> Goal of the exercise
Write out the whole listing again, exactly as given.
########
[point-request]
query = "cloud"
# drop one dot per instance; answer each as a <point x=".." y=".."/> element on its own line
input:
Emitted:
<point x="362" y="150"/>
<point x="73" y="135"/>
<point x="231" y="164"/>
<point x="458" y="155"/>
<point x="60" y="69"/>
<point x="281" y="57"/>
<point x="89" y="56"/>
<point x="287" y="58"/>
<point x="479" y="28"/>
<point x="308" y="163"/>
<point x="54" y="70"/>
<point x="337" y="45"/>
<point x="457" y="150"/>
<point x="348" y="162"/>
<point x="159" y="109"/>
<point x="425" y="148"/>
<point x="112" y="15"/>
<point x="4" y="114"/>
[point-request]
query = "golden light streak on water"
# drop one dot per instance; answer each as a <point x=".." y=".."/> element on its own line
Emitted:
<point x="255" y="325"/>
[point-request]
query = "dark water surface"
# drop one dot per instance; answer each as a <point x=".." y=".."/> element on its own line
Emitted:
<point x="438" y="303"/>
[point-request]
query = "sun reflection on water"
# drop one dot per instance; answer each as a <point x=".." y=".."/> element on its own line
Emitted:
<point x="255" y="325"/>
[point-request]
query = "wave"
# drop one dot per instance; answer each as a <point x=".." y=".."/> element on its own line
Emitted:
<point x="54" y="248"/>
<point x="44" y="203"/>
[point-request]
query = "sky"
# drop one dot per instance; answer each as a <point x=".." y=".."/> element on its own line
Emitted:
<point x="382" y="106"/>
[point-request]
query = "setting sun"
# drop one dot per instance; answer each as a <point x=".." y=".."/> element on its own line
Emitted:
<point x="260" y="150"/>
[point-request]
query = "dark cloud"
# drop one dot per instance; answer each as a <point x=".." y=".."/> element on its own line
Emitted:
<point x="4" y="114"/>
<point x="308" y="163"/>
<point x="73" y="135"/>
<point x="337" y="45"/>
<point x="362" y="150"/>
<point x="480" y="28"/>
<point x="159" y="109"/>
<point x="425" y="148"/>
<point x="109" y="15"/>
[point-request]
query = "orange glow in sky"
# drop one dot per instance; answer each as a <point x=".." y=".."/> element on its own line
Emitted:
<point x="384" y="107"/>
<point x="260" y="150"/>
########
> Correct result
[point-request]
query = "cloud"
# drop one dot per instance; answer each as a <point x=".." y=".."/> element on its own line
input:
Emitted:
<point x="362" y="150"/>
<point x="73" y="135"/>
<point x="231" y="164"/>
<point x="458" y="155"/>
<point x="60" y="69"/>
<point x="281" y="57"/>
<point x="89" y="56"/>
<point x="287" y="58"/>
<point x="479" y="28"/>
<point x="308" y="163"/>
<point x="54" y="70"/>
<point x="337" y="45"/>
<point x="457" y="150"/>
<point x="348" y="162"/>
<point x="159" y="109"/>
<point x="425" y="148"/>
<point x="112" y="15"/>
<point x="4" y="114"/>
[point-request]
query = "golden light streak on water"
# drop one dot per instance; answer each as a <point x=".." y=".."/> element on its own line
Emitted:
<point x="255" y="325"/>
[point-request]
query = "dark water surface"
# drop one dot per instance; answer each as a <point x=".." y=".."/> element on its own line
Emitted:
<point x="438" y="303"/>
[point-request]
query = "sun reflection on water"
# drop one dot per instance; answer each as a <point x=".." y=".."/> element on its own line
Emitted:
<point x="255" y="325"/>
[point-request]
query = "wave"
# drop one dot per instance; answer each as a <point x=".." y=".."/> element on its own line
Emitted:
<point x="54" y="248"/>
<point x="44" y="203"/>
[point-request]
query = "sky"
# drop one dot per instance; answer each as a <point x=".." y=".."/> element on its own line
Emitted:
<point x="382" y="106"/>
[point-request]
query = "setting sun"
# drop one dot per instance; answer each as a <point x=".." y=".."/> element on its own line
Emitted:
<point x="260" y="150"/>
[point-request]
query = "dark cloud"
# drop one dot per instance; answer each as a <point x=".." y=".."/> element on its own line
Emitted:
<point x="4" y="114"/>
<point x="308" y="163"/>
<point x="73" y="135"/>
<point x="337" y="45"/>
<point x="362" y="150"/>
<point x="480" y="28"/>
<point x="159" y="109"/>
<point x="425" y="148"/>
<point x="109" y="15"/>
[point-request]
query = "orange glow in sky"
# drop one dot per instance; answer each as a <point x=".." y=".."/> element on its own line
Emitted:
<point x="384" y="107"/>
<point x="260" y="150"/>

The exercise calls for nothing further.